> [Text section]:
Would you approach a woman completely covered in a burqa? Or would you simply avoid them and ask directions from a woman whose face you can see. Be honest.
I’ll add. Let’s say you are at the emergency room at a hospital. There are two women at the desk. One is a regular French woman, the other is wearing a burqa. Who would you talk to? Your own daughter is dying… Who would you talk to?
Be honest.
Let’s say you have a similar situation and the only woman behind the desk is the burqaclad woman. You can’t see her face. How can you trust her with your daughter?
Don’t you feel the need to see the face of the person you want to trust with your daughter’s life? Be honest.
France is absolutely right.
The women needing to cover themselves is not even in the Quran.
It is limited to extreme Muslim countries like Saudi Arabia.
Has France banned people from walking around in Richard Nixon masks, large coats, and carrying sacks with the Euro sign on them?

> [Recorded information]:
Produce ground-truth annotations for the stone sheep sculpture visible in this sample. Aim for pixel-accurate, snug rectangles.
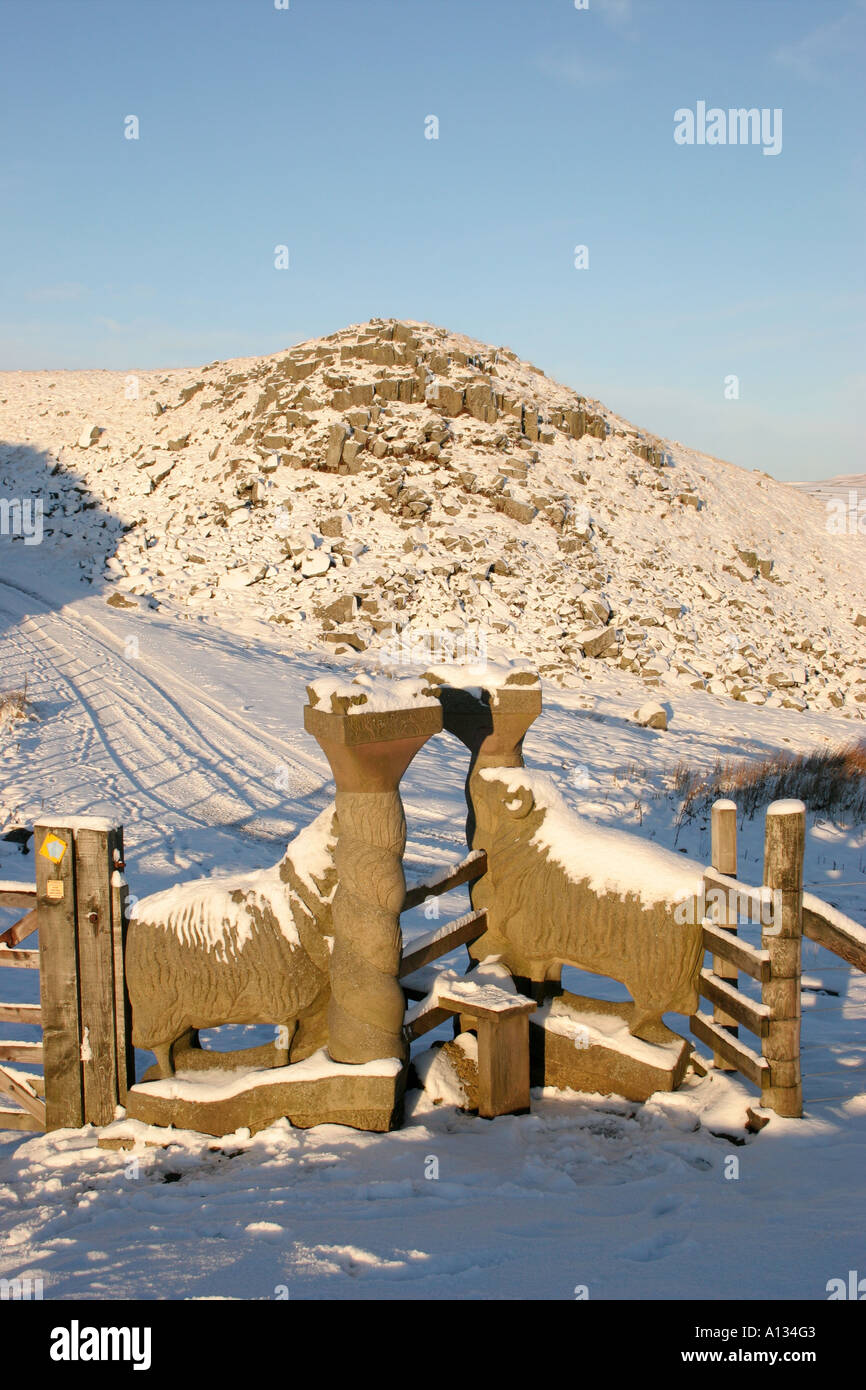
[470,767,703,1041]
[126,806,336,1076]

> [Your assignment]: Repeat word for word the stretch of the comment on France's burqa ban from "Don’t you feel" through "in the Quran.".

> [Result]:
Don’t you feel the need to see the face of the person you want to trust with your daughter’s life? Be honest.
France is absolutely right.
The women needing to cover themselves is not even in the Quran.